Exact repetition is required: output every record in full.

>> Begin

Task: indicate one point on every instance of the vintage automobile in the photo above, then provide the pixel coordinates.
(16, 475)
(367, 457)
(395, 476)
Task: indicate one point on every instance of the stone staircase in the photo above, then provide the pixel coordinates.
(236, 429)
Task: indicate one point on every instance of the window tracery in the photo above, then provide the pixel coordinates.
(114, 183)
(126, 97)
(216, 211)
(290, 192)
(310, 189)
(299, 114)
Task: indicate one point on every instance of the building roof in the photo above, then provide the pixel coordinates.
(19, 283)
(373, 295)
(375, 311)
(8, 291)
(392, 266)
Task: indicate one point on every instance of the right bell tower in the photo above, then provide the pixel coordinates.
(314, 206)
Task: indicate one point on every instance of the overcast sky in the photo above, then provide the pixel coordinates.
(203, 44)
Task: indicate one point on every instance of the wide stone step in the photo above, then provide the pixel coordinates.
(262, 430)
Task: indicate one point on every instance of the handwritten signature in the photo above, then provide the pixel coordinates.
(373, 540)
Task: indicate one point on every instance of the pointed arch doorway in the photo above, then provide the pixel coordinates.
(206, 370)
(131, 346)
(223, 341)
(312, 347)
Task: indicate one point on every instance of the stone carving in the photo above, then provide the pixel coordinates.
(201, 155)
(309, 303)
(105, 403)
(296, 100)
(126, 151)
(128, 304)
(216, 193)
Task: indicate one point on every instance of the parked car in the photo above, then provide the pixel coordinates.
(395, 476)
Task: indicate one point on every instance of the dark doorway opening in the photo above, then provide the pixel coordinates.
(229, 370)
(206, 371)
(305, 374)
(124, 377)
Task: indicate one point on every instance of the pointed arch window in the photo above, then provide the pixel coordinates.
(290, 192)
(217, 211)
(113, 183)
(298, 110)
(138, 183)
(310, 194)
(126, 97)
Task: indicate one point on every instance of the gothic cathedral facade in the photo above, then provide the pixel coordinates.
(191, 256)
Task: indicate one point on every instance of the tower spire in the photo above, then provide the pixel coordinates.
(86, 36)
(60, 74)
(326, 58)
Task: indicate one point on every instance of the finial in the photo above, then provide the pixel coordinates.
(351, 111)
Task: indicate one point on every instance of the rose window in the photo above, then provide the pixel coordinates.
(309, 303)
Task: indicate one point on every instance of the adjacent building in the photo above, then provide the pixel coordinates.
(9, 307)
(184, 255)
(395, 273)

>> End

SOLUTION FOR THIS EXERCISE:
Task: indicate one point on every instance of the vintage automobile in the photo above, then provide the pixel coordinates.
(16, 475)
(367, 457)
(395, 476)
Task: indicate one point on every instance of the stone staircase in the photo above, then provide the pixel coordinates.
(236, 429)
Task: indicate one point on every instance of the window tracery in the photo above, then provide the pixel coordinates.
(114, 183)
(126, 97)
(216, 211)
(290, 192)
(310, 189)
(299, 114)
Task: indicate one point on every instance of the building roof in the photo above, then provide the pixel coordinates.
(19, 283)
(373, 295)
(375, 311)
(8, 291)
(392, 266)
Task: indicate one point on every instance of the right bell tower in the photo above, then provide the pixel coordinates.
(314, 206)
Task: indicate one point on every instance of the overcast sky in the photo above, then provide the pixel coordinates.
(203, 44)
Task: indicate one point on every instance of the wide stone step in the photo above, then provide the pixel coordinates.
(262, 430)
Task: indicate one point on every instance of the handwritten signature in the photo above, then provide the pixel coordinates.
(373, 540)
Task: indicate one point on every instance of the pointed arch doorway in the photo above, then provide the pixel coordinates.
(206, 370)
(131, 346)
(223, 341)
(312, 347)
Task: indicate one point on every instance of the stone carving in the photo above, then provide the pixel coordinates.
(201, 155)
(309, 303)
(105, 403)
(296, 100)
(126, 151)
(128, 304)
(216, 193)
Task: indicate one point on every instance of the parked car in the photo above, then provide the pixel coordinates.
(395, 476)
Task: indicate one point on every instance of the dark doorway opening in the photo above, then provide the pixel coordinates.
(229, 370)
(206, 371)
(305, 374)
(124, 377)
Task: indicate one point on every instance of the pointed arch window in the photo above, then provide the pixel coordinates.
(290, 192)
(217, 211)
(113, 183)
(298, 110)
(138, 183)
(310, 194)
(126, 97)
Task: indicate one point on every instance of the gothic cathedral facade in the photo above, then provide the pixel coordinates.
(191, 256)
Task: indicate one point on every instance of the tower spire in the photo above, then provide the pixel coordinates.
(86, 36)
(60, 74)
(326, 58)
Task: indicate one point on every instance of the finial in the photo above, then provide the pixel coordinates.
(351, 111)
Task: indicate one point on every instance of the rose window in the photo above, then provide the pixel coordinates.
(309, 303)
Task: indicate one point on every instance of the adjacent building in the photo above, then provide the pixel coordinates.
(9, 307)
(184, 255)
(395, 273)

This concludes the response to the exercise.